§ TASK PROMPT
With pictures removed, output every record below exactly as written.

··········

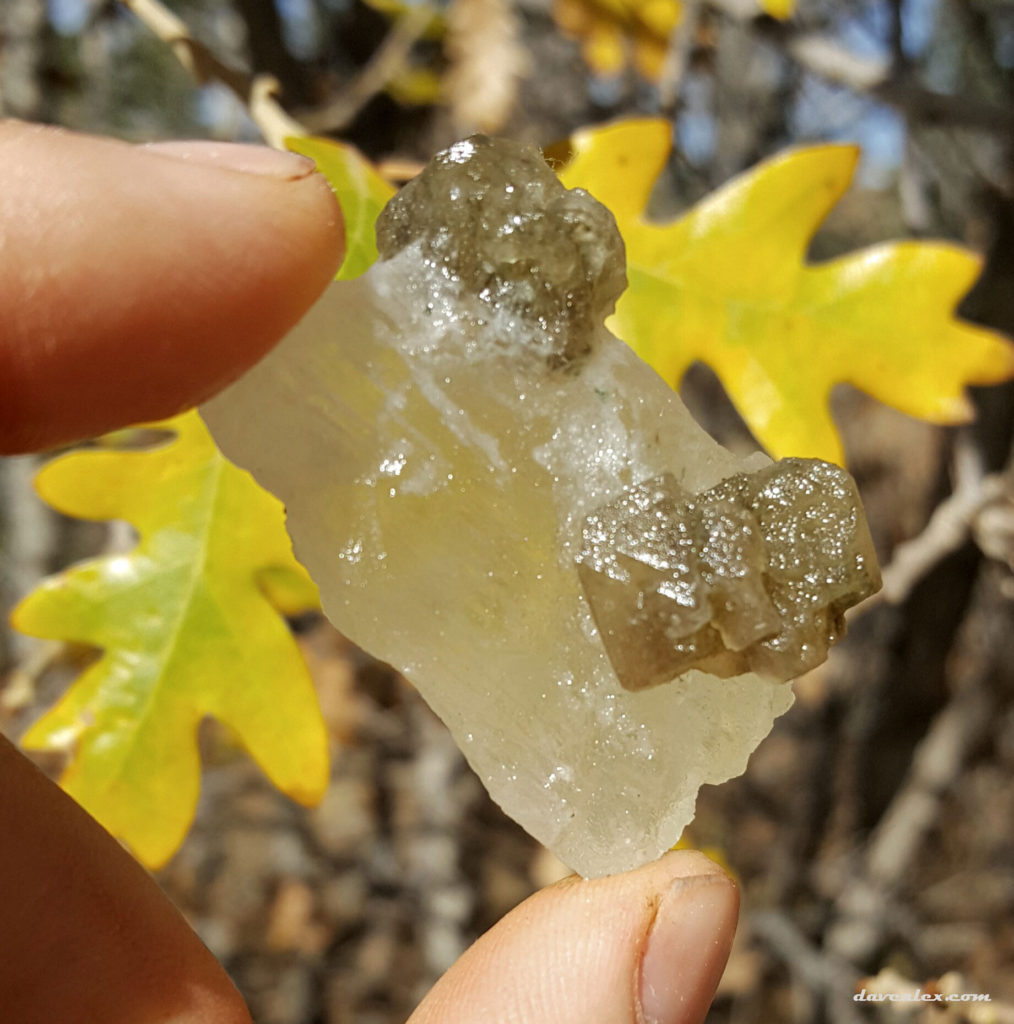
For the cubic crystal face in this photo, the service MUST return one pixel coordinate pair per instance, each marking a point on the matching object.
(753, 574)
(498, 498)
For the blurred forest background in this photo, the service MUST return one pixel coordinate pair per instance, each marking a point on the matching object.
(874, 832)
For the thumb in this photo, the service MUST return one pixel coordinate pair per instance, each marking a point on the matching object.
(644, 947)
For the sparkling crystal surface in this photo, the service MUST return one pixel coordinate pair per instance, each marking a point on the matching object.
(497, 497)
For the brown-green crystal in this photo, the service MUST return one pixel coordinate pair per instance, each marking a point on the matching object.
(753, 574)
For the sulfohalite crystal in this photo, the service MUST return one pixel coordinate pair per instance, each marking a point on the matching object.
(497, 497)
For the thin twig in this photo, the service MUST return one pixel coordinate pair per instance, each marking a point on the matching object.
(818, 971)
(382, 67)
(949, 526)
(678, 57)
(258, 93)
(864, 901)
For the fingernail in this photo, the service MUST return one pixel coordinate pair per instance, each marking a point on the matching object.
(238, 157)
(686, 949)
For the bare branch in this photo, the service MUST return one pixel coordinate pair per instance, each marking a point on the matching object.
(383, 66)
(863, 905)
(678, 56)
(949, 526)
(258, 93)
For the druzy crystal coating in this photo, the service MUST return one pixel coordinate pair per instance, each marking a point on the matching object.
(487, 485)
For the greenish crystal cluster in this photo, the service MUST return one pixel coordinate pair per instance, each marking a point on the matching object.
(493, 220)
(753, 574)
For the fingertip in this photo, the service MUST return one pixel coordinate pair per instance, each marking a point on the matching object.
(136, 282)
(644, 947)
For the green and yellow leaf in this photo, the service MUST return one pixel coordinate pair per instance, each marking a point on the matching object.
(728, 285)
(185, 631)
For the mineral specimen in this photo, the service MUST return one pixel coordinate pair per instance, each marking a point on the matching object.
(497, 497)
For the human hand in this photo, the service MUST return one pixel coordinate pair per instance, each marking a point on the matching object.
(135, 282)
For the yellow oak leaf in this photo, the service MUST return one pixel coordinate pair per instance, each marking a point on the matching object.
(185, 630)
(780, 9)
(727, 284)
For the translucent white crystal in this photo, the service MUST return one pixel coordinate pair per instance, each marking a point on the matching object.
(446, 432)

··········

§ RESULT FOR THIS EXERCISE
For the cubic crystal face in this photo, the service MUST return one pixel coordinate pair per instance, each marking a point on the matching object.
(753, 574)
(498, 498)
For the blurred forest background in this photo, the service MUST return one pixel coordinate pair per instance, each marking a point on the matching object.
(874, 832)
For the thumb in this photo, the service MUST return one pixel coordinate pair per instance, each marking a point on the matching object.
(644, 947)
For the sparkling crystal surface in this photo, the service MUST return one pixel coordinate pair per instance, each marking a point on the matching object.
(497, 497)
For the brown-green crystal in this photo, the service MUST return one pixel coordinate pair per instance, each marking a point on the matching object.
(753, 574)
For the sulfohalite crystal in this photo, the service MUST return one pixel coordinate pair per instance, each marking a point on the matching object.
(497, 497)
For the thin twig in this photo, the service MUST return one pixel coordinate pair per instance, each marking a point on the matching object.
(818, 971)
(382, 67)
(949, 526)
(678, 57)
(258, 93)
(864, 901)
For the fingernail in this photo, the service MUST return one pixel coordinate pair per instance, each marking a point on the matching object.
(238, 157)
(686, 949)
For the bare branch in this photo, the service MUST return one pixel coordinate pair per instance, each marking a point on the matching object.
(383, 66)
(863, 905)
(678, 56)
(949, 526)
(258, 93)
For the druzy crystal coating in this photo, the service MUST return one pixel coordinate pair per instance, each marking a point on the matching object.
(487, 485)
For the greenish crystal cluster in this photo, the service MUST return one pixel coordinate pair per instance, each marking a point on the matching object.
(493, 220)
(753, 574)
For the fingertip in this photo, the service MUST return one pixel coordinate pair per instance, each marking a point on the matching object.
(136, 282)
(644, 947)
For the green and yellow leaf in this photo, the service MUST return one pixel coordinate pair per instance, each marking a point on the matching object.
(728, 285)
(185, 631)
For the mineral specimen in this photo, the service MUST return one pixel coordinate pair per instance, each marking a point on the matching object.
(497, 497)
For the human hand in this photo, the service MUST return one pixel coordinate pair per instance, each marking a point on the matching object.
(135, 282)
For the yellow oak leaf in this photo, the service MUST return one pixel coordinate pair per instance, each marking a point on the matching object.
(185, 630)
(780, 9)
(727, 284)
For the translucent white crystal in this photo, the service MUST return one pixel coordinate pair per instance, each marking a point on the matching object.
(446, 432)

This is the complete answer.